*DATA*
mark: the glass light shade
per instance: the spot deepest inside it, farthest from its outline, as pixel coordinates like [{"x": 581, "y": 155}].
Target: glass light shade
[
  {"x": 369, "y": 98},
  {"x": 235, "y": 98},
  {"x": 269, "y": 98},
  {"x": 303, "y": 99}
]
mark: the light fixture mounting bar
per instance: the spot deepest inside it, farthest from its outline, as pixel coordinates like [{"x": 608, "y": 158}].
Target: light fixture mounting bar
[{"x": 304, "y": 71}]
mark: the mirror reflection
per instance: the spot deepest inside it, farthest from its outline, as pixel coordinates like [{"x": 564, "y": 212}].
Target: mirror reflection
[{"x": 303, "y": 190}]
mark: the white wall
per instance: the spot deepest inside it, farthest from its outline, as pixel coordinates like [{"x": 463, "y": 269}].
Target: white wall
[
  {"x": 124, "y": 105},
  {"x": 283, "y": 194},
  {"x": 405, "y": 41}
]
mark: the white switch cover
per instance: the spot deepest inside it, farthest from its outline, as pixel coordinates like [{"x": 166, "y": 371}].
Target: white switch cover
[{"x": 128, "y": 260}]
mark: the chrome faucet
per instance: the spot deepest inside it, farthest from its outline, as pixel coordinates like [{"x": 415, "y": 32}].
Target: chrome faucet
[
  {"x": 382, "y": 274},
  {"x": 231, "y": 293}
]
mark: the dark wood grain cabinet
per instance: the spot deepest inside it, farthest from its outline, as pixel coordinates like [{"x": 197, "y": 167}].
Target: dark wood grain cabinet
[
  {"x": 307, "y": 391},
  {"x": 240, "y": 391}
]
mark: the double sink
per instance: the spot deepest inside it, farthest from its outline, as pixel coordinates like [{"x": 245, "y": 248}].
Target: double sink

*WHAT TO DO*
Set down the entries above again, word for word.

*WRITTEN SOLUTION*
mark: the glass light shade
per instance: the spot deepest inside it, farthest from its outline, as pixel coordinates like [{"x": 581, "y": 155}].
Target: glass light shade
[
  {"x": 369, "y": 98},
  {"x": 235, "y": 98},
  {"x": 269, "y": 98},
  {"x": 303, "y": 99}
]
mark: the light fixture mounting bar
per instance: the spot deepest inside it, farthest from its outline, as pixel coordinates like [{"x": 608, "y": 158}].
Target: light fixture mounting bar
[{"x": 304, "y": 71}]
mark: the mirror reflection
per instance: the spot deepest inside it, farthest from its outline, as pixel coordinates like [{"x": 564, "y": 212}].
Target: mirror reflection
[{"x": 303, "y": 190}]
mark: the white wall
per instance: the spot deepest inside it, farthest from its outline, as pixel coordinates like [{"x": 463, "y": 269}].
Target: white wall
[
  {"x": 124, "y": 105},
  {"x": 283, "y": 194},
  {"x": 405, "y": 41}
]
mark: the white switch cover
per instance: the spot deepest inside it, farthest from its outline, as pixel coordinates like [{"x": 166, "y": 371}].
Target: white switch cover
[{"x": 128, "y": 260}]
mark: the chrome faucet
per instance: the spot deepest inside it, farthest from its outline, as pixel coordinates like [{"x": 415, "y": 32}].
Target: chrome faucet
[
  {"x": 382, "y": 274},
  {"x": 231, "y": 293}
]
mark: the dark wood grain cabinet
per instance: the spot deepest inside it, farthest from its outline, as pixel coordinates like [{"x": 197, "y": 167}].
Target: dark wood grain cabinet
[
  {"x": 307, "y": 391},
  {"x": 240, "y": 391}
]
mark: the double sink
per instance: the spot deepest inside it, farthest from its outline, as pixel coordinates like [{"x": 245, "y": 248}].
Target: double sink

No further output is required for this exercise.